# Data Summary
#### John R. Starr; jrs294@pitt.edu

The data is split into two folders/files, en/TEP.xml and fa/TEP.xml. Let's import what we need to properly search through this data:

In [1]:
import pandas as pd
import numpy as np
import nltk
import xml.etree.ElementTree as ET
from lxml import etree

Making sure that we're in the correct directory:

In [2]:
import os
os.getcwd()

'C:\\Users\\16starjo\\Documents\\Data_Science\\Scrambling-in-English-to-Persian-Subtitles'

First, we need to build a parser works for xml. I found documentation on etree.XMLParser() [here](https://lxml.de/api/lxml.etree.XMLParser-class.html). After some preliminary efforts in building trees, I found that some of my data has corrupted characters (or at least something along those lines). An example of one of these encoding errors can be found in the following sentence: <s id="86377">simple caf oronary . freak show choked to death .</s> When opened in Notepad++, the space between "caf" and "oronary" is the abbreviation NUL highlighted in black. Other problems occur later in the dataset.
================
* Stated exercise A *
Format the records as a Markdown table with the columns "Number" and "Line", starting at the line containing "Your task: scan for person" and ending at the line containing "[19,75,132,309]". Number each line in order and leave out any blank ones.
The data summary and the records come from unrelated sources.

(Excerpts of bounding box data)
================
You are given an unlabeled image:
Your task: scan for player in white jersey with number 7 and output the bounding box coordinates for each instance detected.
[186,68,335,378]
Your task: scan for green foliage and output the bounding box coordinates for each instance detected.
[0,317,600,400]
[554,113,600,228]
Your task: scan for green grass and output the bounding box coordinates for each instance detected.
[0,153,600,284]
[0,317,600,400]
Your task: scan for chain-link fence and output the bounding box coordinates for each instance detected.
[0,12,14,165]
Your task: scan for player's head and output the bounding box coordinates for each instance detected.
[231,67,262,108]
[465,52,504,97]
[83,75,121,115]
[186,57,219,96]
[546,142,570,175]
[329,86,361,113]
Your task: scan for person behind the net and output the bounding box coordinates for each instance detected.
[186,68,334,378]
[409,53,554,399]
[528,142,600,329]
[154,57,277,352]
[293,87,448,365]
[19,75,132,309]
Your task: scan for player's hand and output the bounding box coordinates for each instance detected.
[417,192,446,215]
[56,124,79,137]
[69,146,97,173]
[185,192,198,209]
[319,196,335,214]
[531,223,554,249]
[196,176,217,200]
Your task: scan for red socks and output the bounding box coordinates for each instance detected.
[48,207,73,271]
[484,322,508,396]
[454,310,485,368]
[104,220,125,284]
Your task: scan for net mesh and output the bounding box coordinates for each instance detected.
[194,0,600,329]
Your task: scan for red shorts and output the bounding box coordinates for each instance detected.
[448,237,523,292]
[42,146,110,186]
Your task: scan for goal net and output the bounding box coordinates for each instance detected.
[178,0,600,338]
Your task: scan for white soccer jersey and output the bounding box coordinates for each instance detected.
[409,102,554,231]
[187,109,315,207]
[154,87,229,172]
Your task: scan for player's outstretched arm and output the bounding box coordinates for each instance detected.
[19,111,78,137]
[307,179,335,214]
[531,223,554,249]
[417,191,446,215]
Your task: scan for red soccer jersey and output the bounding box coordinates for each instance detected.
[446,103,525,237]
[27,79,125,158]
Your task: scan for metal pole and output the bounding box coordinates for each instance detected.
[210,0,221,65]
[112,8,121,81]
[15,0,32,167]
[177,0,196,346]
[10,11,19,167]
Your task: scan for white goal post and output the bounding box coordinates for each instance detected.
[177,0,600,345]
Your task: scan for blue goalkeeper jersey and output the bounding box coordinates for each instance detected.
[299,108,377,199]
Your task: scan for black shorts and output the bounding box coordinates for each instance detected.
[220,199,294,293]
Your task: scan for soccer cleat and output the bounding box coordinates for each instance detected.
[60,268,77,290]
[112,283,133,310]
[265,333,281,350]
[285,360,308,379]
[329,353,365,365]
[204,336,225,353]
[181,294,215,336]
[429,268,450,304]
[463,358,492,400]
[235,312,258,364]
================
* Stated exercise B *
Write out the passage from the data summary word for word, starting at "Making sure that" and ending at "in the dataset.".

* Full response A *
| Number | Line |
|---|---|
| 1 | Your task: scan for person behind the net and output the bounding box coordinates for each instance detected. |
| 2 | [186,68,334,378] |
| 3 | [409,53,554,399] |
| 4 | [528,142,600,329] |
| 5 | [154,57,277,352] |
| 6 | [293,87,448,365] |
| 7 | [19,75,132,309] |

* Full response B *
Making sure that we're in the correct directory:

In [2]:
import os
os.getcwd()

'C:\\Users\\16starjo\\Documents\\Data_Science\\Scrambling-in-English-to-Persian-Subtitles'

First, we need to build a parser works for xml. I found documentation on etree.XMLParser() [here](https://lxml.de/api/lxml.etree.XMLParser-class.html). After some preliminary efforts in building trees, I found that some of my data has corrupted characters (or at least something along those lines). An example of one of these encoding errors can be found in the following sentence: <s id="86377">simple caf oronary . freak show choked to death .</s> When opened in Notepad++, the space between "caf" and "oronary" is the abbreviation NUL highlighted in black. Other problems occur later in the dataset.